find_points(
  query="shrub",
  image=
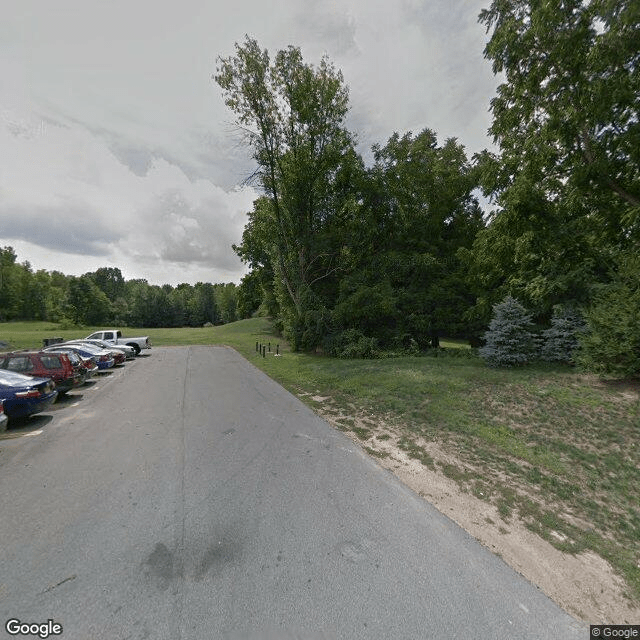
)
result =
(351, 343)
(510, 340)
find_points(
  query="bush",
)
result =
(351, 343)
(510, 340)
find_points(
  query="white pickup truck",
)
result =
(114, 337)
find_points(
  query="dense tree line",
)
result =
(397, 254)
(104, 297)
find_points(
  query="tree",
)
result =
(407, 281)
(561, 340)
(567, 115)
(611, 344)
(510, 339)
(292, 114)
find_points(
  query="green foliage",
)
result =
(104, 297)
(560, 341)
(611, 344)
(351, 343)
(292, 114)
(566, 115)
(510, 340)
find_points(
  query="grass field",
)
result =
(556, 448)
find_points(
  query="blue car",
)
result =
(3, 417)
(24, 395)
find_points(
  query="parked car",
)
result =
(129, 352)
(117, 353)
(24, 395)
(3, 417)
(114, 337)
(39, 364)
(104, 359)
(86, 364)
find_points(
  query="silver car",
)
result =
(129, 352)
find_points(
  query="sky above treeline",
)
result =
(118, 151)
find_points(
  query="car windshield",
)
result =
(13, 379)
(91, 348)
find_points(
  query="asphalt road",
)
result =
(188, 496)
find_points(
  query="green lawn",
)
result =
(554, 447)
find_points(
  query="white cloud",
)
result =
(117, 147)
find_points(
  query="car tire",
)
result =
(136, 348)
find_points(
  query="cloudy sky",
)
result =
(116, 148)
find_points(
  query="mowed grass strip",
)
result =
(546, 444)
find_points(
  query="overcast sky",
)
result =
(116, 148)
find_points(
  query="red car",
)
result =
(39, 364)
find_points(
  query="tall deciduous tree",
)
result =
(292, 114)
(567, 116)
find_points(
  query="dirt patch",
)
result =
(584, 584)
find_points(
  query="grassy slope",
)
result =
(554, 447)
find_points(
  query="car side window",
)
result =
(20, 364)
(50, 362)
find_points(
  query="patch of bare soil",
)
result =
(584, 584)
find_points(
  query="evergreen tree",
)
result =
(510, 340)
(560, 341)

■ ■ ■ ■ ■

• _WHAT IS EXPECTED_: Print every entry verbatim and leave all pictures out.

• _SOLUTION_:
find_points(
  query="shrub",
  image=
)
result =
(351, 343)
(510, 340)
find_points(
  query="bush",
)
result =
(351, 343)
(510, 340)
find_points(
  query="white pickup truck",
)
result =
(114, 337)
find_points(
  query="dense tree line",
)
result =
(397, 254)
(104, 297)
find_points(
  query="tree",
)
result =
(407, 281)
(561, 340)
(567, 115)
(611, 344)
(510, 339)
(292, 114)
find_points(
  query="green foliage",
)
result =
(104, 297)
(560, 341)
(611, 344)
(351, 343)
(292, 114)
(566, 115)
(510, 340)
find_points(
  query="grass field",
)
result =
(556, 448)
find_points(
  query="blue car",
)
result =
(3, 417)
(24, 395)
find_points(
  query="parked car",
)
result =
(129, 352)
(117, 353)
(24, 395)
(3, 417)
(114, 337)
(39, 364)
(104, 359)
(86, 364)
find_points(
  query="silver car",
)
result =
(129, 352)
find_points(
  query="sky above treeline",
)
result =
(118, 151)
find_points(
  query="car windshield",
)
result =
(13, 379)
(91, 348)
find_points(
  query="asphalt road",
)
result =
(188, 496)
find_points(
  query="green lawn",
)
result =
(554, 447)
find_points(
  query="white cloud",
)
result =
(117, 147)
find_points(
  query="car tire",
)
result =
(136, 348)
find_points(
  query="cloudy sky",
)
result =
(116, 148)
find_points(
  query="mowed grass strip",
)
result =
(546, 444)
find_points(
  query="overcast sky",
)
result =
(116, 148)
find_points(
  query="red car",
)
result =
(39, 364)
find_points(
  query="tall deciduous tree",
)
result =
(292, 114)
(567, 116)
find_points(
  query="dirt patch",
)
result =
(584, 584)
find_points(
  query="grassy slope",
)
result =
(554, 447)
find_points(
  query="car side window",
)
result =
(20, 364)
(50, 362)
find_points(
  query="patch of bare soil",
)
result =
(584, 584)
find_points(
  query="evergreen tree",
)
result =
(510, 340)
(560, 341)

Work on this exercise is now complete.